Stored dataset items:
** begin **

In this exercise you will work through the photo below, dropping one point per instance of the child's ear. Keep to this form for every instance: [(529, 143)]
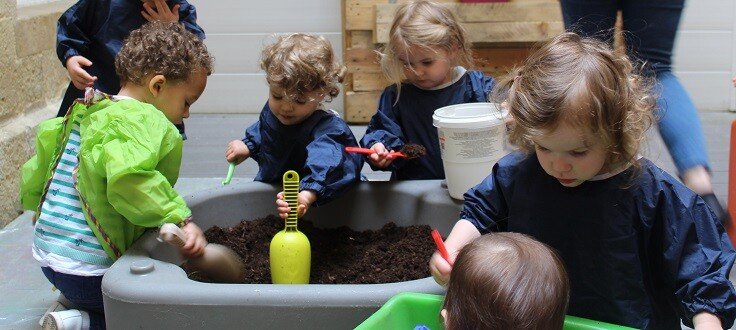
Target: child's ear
[(156, 84)]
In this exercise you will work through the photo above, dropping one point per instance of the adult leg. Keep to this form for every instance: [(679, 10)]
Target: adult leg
[(651, 27)]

** end **

Task goal - Pictures in the records should not appear in your copy, but everything else must be transcribed exactly.

Task result -
In this exercise you will work through the photo below, dropping one point per instance of the child's ear. Keep to this form for every instance: [(529, 143)]
Target: child's ear
[(156, 84)]
In this exercise you will work through the photo above, dropping one point per instance of the adult leg. Keep to this form for every instance: [(679, 10)]
Target: adult leg
[(651, 27)]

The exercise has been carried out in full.